[Opening Excerpted text section]

# Notebook 02 - Data Cleaning

## Objectives

* Check data for duplicate entries
* Determine whether there is any missing data
* Assess column names for inconsistencies and rename these as appropriate
* Assess whether any data needs to have its type changed or be aggregated or renamed
* Clean data
* Develop a data cleaning pipeline for use on future data provided by the client

## Inputs

* CSV file generated in previous notebook: outputs/datasets/collection/credit_card_data.csv

## Outputs

* Cleaned data, to be stored in new folder outputs/datasets/cleaned
* Data cleaning pipeline

## Additional Comments

[add any additional comments here]

## Conclusions

[add conclusions here]


---

# Change working directory

* This notebook is stored in the `jupyter_notebooks` subfolder
* The current working directory therefore needs to be changed to the workspace, i.e., the working directory needs to be changed from the current folder to its parent folder

Firstly, the current directory is accessed with os.getcwd()

In [1]:
import os
current_dir = os.getcwd()
current_dir

'c:\\Users\\franc\\credit-card-default\\jupyter_notebooks'

Next, the working directory is set as the parent of the current `jupyter_notebooks` directory
* os.path.dirname() gets the parent directory
* os.chir() defines the new current directory
* This allows access to all the files and folders within the workspace, rather than solely those within the `jupyter_notebooks` directory

In [2]:
os.chdir(os.path.dirname(current_dir))
print("You set a new current directory")

You set a new current directory


Finally, confirm that the new current directory has been successfully set

In [3]:
current_dir = os.getcwd()
current_dir

'c:\\Users\\franc\\credit-card-default'

---

# Load data

The data is loaded from the outputs/datasets/collection folder:

In [4]:
import pandas as pd
df = pd.read_csv('outputs/datasets/collection/credit_card_data.csv')
df.head()

Unnamed: 0,ID,LIMIT_BAL,SEX,EDUCATION,MARRIAGE,AGE,PAY_0,PAY_2,PAY_3,PAY_4,...,BILL_AMT4,BILL_AMT5,BILL_AMT6,PAY_AMT1,PAY_AMT2,PAY_AMT3,PAY_AMT4,PAY_AMT5,PAY_AMT6,default.payment.next.month
0,1,20000.0,2,2,1,24,2,2,-1,-1,...,0.0,0.0,0.0,0.0,689.0,0.0,0.0,0.0,0.0,1
1,2,120000.0,2,2,2,26,-1,2,0,0,...,3272.0,3455.0,3261.0,0.0,1000.0,1000.0,1000.0,0.0,2000.0,1
2,3,90000.0,2,2,2,34,0,0,0,0,...,14331.0,14948.0,15549.0,1518.0,1500.0,1000.0,1000.0,1000.0,5000.0,0
3,4,50000.0,2,2,1,37,0,0,0,0,...,28314.0,28959.0,29547.0,2000.0,2019.0,1200.0,1100.0,1069.0,1000.0,0
4,5,50000.0,1,2,1,57,-1,0,-1,0,...,20940.0,19146.0,19131.0,2000.0,36681.0,10000.0,9000.0,689.0,679.0,0


---

# Data Examination

## Check for duplicate entries

Firstly, we want to check the data for any duplicate entries.

[Closing Excerpted text section]
[Opening Extracted records section]

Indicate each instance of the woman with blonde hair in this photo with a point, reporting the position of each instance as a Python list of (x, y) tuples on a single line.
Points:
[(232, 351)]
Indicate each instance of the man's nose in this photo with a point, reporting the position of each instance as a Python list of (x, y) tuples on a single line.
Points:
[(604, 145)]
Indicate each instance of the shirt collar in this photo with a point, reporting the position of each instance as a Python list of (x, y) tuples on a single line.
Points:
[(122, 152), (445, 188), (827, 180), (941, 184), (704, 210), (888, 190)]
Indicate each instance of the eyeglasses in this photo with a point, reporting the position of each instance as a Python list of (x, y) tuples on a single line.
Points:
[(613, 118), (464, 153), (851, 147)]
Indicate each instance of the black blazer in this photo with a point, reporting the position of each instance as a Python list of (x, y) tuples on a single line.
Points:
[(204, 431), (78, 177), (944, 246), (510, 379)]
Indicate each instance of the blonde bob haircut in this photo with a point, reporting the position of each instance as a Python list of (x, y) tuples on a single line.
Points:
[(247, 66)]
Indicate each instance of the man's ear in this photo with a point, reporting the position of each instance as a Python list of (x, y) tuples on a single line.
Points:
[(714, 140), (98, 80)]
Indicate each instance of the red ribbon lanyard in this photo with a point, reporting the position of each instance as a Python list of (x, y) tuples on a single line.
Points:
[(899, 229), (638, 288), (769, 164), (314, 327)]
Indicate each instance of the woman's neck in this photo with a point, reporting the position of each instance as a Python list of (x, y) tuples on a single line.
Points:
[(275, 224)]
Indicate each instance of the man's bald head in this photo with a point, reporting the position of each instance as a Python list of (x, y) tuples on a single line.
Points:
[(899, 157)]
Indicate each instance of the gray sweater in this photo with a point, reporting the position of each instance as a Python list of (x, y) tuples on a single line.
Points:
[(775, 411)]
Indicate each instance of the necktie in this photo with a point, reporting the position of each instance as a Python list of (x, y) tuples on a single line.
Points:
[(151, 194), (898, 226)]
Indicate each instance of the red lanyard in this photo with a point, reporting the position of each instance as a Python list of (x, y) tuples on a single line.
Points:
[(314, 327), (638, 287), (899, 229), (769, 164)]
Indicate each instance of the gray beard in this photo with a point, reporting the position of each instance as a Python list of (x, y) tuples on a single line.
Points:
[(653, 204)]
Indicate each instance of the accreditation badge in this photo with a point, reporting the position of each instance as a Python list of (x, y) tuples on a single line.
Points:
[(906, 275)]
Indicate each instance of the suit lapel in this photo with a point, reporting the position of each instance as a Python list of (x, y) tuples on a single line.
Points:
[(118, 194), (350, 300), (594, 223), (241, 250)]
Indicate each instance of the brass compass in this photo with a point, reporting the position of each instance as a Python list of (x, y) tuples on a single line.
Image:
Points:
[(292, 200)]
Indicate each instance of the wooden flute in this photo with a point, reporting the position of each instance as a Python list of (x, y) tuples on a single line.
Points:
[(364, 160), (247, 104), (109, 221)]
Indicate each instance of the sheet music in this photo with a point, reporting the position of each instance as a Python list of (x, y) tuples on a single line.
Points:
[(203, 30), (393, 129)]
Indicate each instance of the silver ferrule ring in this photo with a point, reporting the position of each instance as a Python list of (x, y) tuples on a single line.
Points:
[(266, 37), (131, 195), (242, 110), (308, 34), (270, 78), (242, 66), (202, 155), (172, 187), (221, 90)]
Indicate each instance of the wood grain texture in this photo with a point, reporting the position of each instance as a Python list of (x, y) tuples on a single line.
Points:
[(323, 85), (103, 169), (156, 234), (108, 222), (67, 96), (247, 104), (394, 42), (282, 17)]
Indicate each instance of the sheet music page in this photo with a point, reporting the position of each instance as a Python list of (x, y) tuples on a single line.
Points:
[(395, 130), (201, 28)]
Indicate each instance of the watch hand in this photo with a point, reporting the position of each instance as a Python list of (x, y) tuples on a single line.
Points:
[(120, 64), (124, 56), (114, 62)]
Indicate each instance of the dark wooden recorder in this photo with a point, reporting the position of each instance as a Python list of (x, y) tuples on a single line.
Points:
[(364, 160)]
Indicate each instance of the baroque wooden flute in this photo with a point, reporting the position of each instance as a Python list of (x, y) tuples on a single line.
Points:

[Closing Extracted records section]

**What to work on**
(a) In the data cleaning notebook, in which folder is the cleaned data to be stored?
(b) Carry on the data cleaning notebook from the point where it stops.

**Answers for the exercise**
(a) outputs/datasets/cleaned

(b)
* We know that the field `ID` corresponds to the customer ID
* Unless a customer holds multiple credit cards, it should not therefore be possible for a customer to appear in the dataset multiple times

In [5]:
df[df.duplicated(subset='ID')]

Unnamed: 0,ID,LIMIT_BAL,SEX,EDUCATION,MARRIAGE,AGE,PAY_0,PAY_2,PAY_3,PAY_4,...,BILL_AMT4,BILL_AMT5,BILL_AMT6,PAY_AMT1,PAY_AMT2,PAY_AMT3,PAY_AMT4,PAY_AMT5,PAY_AMT6,default.payment.next.month


We see that there are no duplicate values recorded for `ID` and therefore we can assume that there are no duplicate values recorded in the dataset.
* Since `ID` is a unique customer identifier and does not convey any meaning that could impact the target variable, it can be dropped from the dataset.

## Check for missing data

Next, we check whether there is any missing data:

In [6]:
vars_with_missing_data = df.columns[df.isna().any()].tolist()
vars_with_missing_data

[]

There is no missing data in the dataset and so data imputation will not be necessary.

---

NOTE

* You may add as many sections as you want, as long as it supports your project workflow.
* All notebook's cells should be run top-down (you can't create a dynamic wherein a given point you need to go back to a previous cell to execute some task, like go back to a previous cell and refresh a variable content)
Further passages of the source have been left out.